Start of Block
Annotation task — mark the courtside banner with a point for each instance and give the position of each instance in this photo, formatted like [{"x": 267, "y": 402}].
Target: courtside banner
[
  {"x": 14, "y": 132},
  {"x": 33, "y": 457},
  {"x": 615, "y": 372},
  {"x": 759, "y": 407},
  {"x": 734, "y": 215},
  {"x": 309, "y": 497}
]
End of Block
→ **TASK DETAILS**: Repeat each entry above, keeping every word exact.

→ **RESPONSE TO THIS EXERCISE**:
Annotation task — mark the courtside banner with a point for each instance and give the position of each instance in this photo, formatted like [{"x": 267, "y": 402}].
Target: courtside banner
[
  {"x": 14, "y": 132},
  {"x": 33, "y": 457},
  {"x": 615, "y": 372},
  {"x": 759, "y": 407},
  {"x": 734, "y": 215},
  {"x": 309, "y": 497}
]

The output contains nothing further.